─── DATASET ROWS ───

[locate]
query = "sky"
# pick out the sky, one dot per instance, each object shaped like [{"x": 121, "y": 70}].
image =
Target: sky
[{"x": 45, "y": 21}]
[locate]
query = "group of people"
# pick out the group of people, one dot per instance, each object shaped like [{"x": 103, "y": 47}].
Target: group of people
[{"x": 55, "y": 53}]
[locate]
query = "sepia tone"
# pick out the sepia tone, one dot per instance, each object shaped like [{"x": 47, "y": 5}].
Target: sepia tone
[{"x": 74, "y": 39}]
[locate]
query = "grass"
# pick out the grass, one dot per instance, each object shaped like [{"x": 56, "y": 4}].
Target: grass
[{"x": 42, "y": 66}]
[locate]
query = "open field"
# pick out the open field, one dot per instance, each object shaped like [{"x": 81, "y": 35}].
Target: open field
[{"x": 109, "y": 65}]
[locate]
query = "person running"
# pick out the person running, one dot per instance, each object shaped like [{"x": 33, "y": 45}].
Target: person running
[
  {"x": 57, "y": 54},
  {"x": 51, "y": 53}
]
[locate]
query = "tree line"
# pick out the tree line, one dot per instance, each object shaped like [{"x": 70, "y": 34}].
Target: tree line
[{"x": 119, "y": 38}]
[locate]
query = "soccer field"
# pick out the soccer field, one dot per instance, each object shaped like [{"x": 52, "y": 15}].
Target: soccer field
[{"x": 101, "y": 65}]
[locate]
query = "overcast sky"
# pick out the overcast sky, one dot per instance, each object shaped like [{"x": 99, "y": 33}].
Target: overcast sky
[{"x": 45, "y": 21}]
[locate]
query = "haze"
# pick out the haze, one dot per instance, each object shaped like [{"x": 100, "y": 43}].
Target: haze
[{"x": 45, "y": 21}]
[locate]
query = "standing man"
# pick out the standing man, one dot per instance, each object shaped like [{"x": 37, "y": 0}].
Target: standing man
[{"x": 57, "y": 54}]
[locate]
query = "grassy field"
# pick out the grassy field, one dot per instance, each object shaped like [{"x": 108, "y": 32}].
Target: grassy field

───

* _GIVEN PROBLEM_
Transcribe the material above in its entirety. Match it exactly.

* _WRITTEN SOLUTION_
[locate]
query = "sky"
# pick out the sky, one dot per instance, each object shaped like [{"x": 121, "y": 70}].
image =
Target: sky
[{"x": 45, "y": 21}]
[locate]
query = "group of people"
# pick out the group of people, one dot per instance, each object shaped like [{"x": 103, "y": 47}].
Target: group of people
[{"x": 55, "y": 53}]
[locate]
query = "sepia tone"
# pick out the sepia tone, one dot per instance, each object shaped like [{"x": 47, "y": 5}].
Target: sepia tone
[{"x": 74, "y": 39}]
[locate]
query = "grass"
# pick out the grass, one dot per instance, each object shaped like [{"x": 56, "y": 4}].
Target: grass
[{"x": 42, "y": 66}]
[locate]
query = "open field"
# pick out the open field, one dot per instance, each object shaped like [{"x": 81, "y": 35}].
Target: open field
[{"x": 109, "y": 65}]
[locate]
query = "person running"
# pick out the person running, one dot per instance, each object shaped like [{"x": 33, "y": 45}].
Target: person running
[
  {"x": 57, "y": 54},
  {"x": 51, "y": 53}
]
[locate]
query = "tree line"
# pick out the tree line, one dot per instance, each object shaped like [{"x": 70, "y": 34}].
Target: tree line
[{"x": 119, "y": 38}]
[locate]
query = "soccer field"
# pick out the soccer field, one dot per instance, each object shaped like [{"x": 52, "y": 15}].
Target: soccer field
[{"x": 101, "y": 65}]
[locate]
query = "overcast sky"
# pick out the overcast sky, one dot per instance, each object shaped like [{"x": 99, "y": 33}].
Target: overcast sky
[{"x": 45, "y": 21}]
[locate]
query = "haze"
# pick out the haze, one dot per instance, each object shaped like [{"x": 100, "y": 43}].
Target: haze
[{"x": 45, "y": 21}]
[locate]
query = "standing man"
# pick out the standing man, one dot per instance, each object shaped like [{"x": 37, "y": 0}].
Target: standing man
[{"x": 57, "y": 54}]
[locate]
query = "grassy field"
# pick out the grassy field, one dot per instance, each object shaped like [{"x": 108, "y": 32}].
Target: grassy field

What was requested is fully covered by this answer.